EXERCISE DETAILS:
Locate every line in the listing that contains the string "green" and copy each one out in full. Matching is case-sensitive.

== LISTING

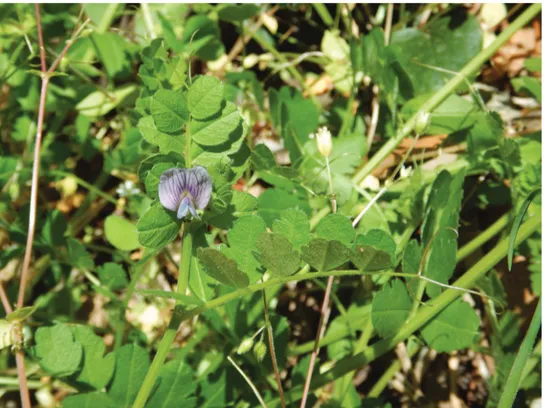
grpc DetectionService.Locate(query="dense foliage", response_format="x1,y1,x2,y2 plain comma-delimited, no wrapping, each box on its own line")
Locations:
0,3,542,408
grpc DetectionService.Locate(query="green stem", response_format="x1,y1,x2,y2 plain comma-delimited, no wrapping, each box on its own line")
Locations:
353,3,542,184
457,213,508,262
253,32,321,109
268,214,542,407
132,223,193,408
498,299,542,408
367,342,420,398
313,3,334,27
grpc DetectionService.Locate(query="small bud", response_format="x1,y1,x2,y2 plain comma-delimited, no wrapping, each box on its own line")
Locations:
315,126,332,157
416,111,431,135
399,166,412,179
253,341,266,361
236,337,253,354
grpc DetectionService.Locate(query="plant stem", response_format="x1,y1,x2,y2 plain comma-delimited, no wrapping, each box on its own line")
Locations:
263,289,285,408
132,222,193,408
457,213,509,262
227,356,266,408
269,214,542,407
312,3,334,27
498,299,542,408
368,342,420,398
352,3,542,184
300,155,337,408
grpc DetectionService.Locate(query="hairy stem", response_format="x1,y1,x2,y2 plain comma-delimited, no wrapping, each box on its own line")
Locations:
353,3,542,184
132,223,193,408
269,214,542,407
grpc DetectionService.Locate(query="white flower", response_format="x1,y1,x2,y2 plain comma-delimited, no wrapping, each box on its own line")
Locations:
115,180,140,197
310,126,332,157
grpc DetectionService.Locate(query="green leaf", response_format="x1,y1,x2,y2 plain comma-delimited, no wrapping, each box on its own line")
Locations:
138,116,185,153
104,215,140,251
221,215,266,283
508,188,542,271
62,392,117,408
181,15,225,61
251,143,276,170
315,214,355,247
512,76,542,103
355,229,397,262
217,4,260,23
71,326,115,390
147,360,198,408
90,32,130,78
138,153,185,182
137,203,181,249
35,323,83,377
197,248,249,288
66,237,94,269
76,85,137,118
96,262,128,291
524,57,542,72
190,102,242,146
108,344,149,408
6,306,38,323
350,244,392,272
302,238,349,272
422,171,464,298
390,13,482,95
402,239,423,275
187,76,223,120
256,232,300,277
0,319,14,350
208,190,259,230
421,299,480,353
150,89,189,133
259,188,309,225
145,163,174,199
371,279,412,337
41,210,68,247
272,208,310,250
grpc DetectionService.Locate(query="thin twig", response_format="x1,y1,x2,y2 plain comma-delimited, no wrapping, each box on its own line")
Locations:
227,356,266,408
0,281,13,314
263,289,285,408
300,151,337,408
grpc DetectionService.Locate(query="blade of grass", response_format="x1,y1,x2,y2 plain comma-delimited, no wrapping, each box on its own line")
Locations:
498,299,542,408
508,188,542,271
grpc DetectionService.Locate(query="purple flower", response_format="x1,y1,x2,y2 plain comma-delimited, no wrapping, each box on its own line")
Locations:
159,166,212,220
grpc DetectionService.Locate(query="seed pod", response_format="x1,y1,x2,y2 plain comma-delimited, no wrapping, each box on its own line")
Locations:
253,341,266,361
236,337,253,354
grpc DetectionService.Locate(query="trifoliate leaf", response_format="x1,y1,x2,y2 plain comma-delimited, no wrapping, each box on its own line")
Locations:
137,203,181,249
315,214,355,247
421,299,480,353
302,238,349,272
108,344,149,408
150,89,189,133
187,76,223,120
35,323,83,377
197,248,249,288
256,232,300,277
371,279,412,337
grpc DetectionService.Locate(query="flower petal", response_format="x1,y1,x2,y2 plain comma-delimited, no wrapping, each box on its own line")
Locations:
187,166,212,210
177,197,194,220
159,168,188,211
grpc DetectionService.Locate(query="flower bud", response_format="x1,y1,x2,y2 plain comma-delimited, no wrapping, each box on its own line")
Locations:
315,126,332,157
415,111,431,135
253,341,266,361
236,337,253,354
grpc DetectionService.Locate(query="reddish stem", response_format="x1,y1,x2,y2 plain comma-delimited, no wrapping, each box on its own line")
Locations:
300,276,334,408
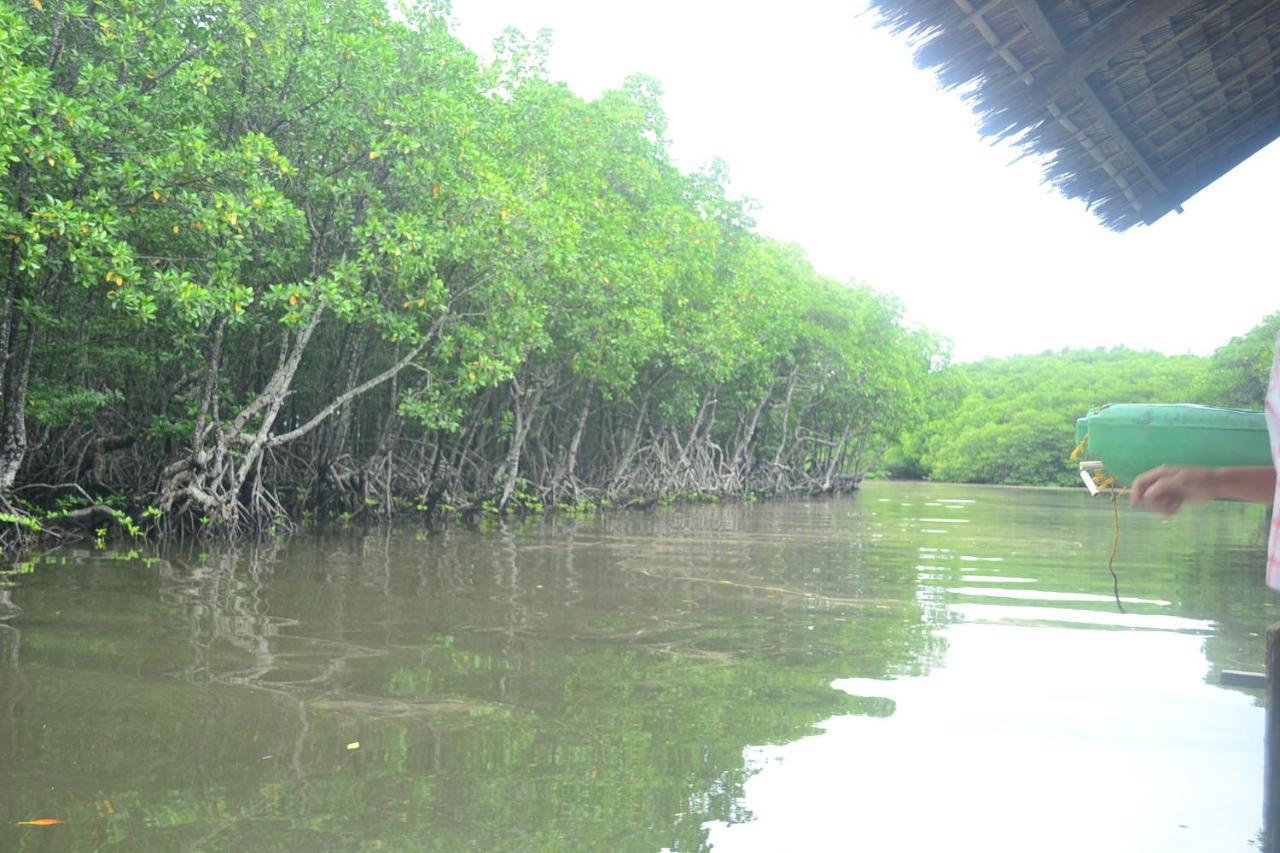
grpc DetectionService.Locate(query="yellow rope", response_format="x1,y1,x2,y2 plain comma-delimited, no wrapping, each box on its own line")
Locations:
1107,478,1125,613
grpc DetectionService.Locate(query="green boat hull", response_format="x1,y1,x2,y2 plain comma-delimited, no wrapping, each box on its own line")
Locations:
1075,403,1272,485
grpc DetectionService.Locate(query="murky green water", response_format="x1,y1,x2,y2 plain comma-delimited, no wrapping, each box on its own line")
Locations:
0,483,1276,853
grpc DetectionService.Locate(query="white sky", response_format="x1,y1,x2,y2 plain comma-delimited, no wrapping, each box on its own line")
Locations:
453,0,1280,360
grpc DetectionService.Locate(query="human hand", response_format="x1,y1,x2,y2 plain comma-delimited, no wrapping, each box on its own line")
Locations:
1129,465,1219,515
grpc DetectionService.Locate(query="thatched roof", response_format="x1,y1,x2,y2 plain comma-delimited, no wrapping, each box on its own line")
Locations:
873,0,1280,231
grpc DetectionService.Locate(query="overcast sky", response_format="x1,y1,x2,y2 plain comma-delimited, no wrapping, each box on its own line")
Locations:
453,0,1280,360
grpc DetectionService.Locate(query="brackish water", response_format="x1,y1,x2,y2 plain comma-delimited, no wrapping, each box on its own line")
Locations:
0,483,1277,853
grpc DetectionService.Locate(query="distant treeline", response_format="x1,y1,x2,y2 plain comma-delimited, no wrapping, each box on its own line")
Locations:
887,314,1280,485
0,0,950,545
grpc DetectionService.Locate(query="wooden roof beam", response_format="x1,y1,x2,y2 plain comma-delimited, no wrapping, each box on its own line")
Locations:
1010,0,1187,197
1011,0,1198,104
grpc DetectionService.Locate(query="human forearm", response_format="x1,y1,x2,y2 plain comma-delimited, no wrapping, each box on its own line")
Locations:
1204,466,1276,503
1129,465,1276,515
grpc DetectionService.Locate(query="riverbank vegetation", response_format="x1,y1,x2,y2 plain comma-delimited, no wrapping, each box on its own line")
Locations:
0,0,937,542
886,314,1280,485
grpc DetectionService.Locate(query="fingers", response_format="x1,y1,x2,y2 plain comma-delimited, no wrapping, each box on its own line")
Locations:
1129,465,1188,515
1129,465,1169,506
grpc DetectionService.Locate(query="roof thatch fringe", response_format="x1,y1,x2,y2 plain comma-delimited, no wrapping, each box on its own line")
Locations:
872,0,1280,231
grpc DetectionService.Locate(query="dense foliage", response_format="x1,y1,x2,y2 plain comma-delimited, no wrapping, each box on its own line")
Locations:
0,0,933,540
888,314,1280,485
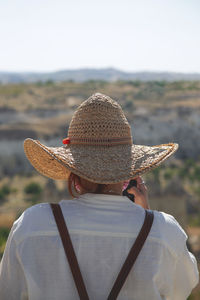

====

TASK RESULT:
grpc DetectionService.Locate(query="green stem", response_format="x1,y1,x2,y2 plain comma-delimited, no wrapping, each box on its own line")
grpc DetectionService.Locate(query="green leaf", response_format="x1,y1,x2,y2 plain comma-delimited, no wrapping, each box on its own line")
grpc DetectionService.Locate(query="green boat hull", response_format="x1,y1,x2,y2 plain comma-delimited, no wrapping, each box on its own line")
grpc DetectionService.Locate(query="murky green water", response_format="x1,y1,x2,y2 plain comma-delimited, no wrapping, each box on its own line")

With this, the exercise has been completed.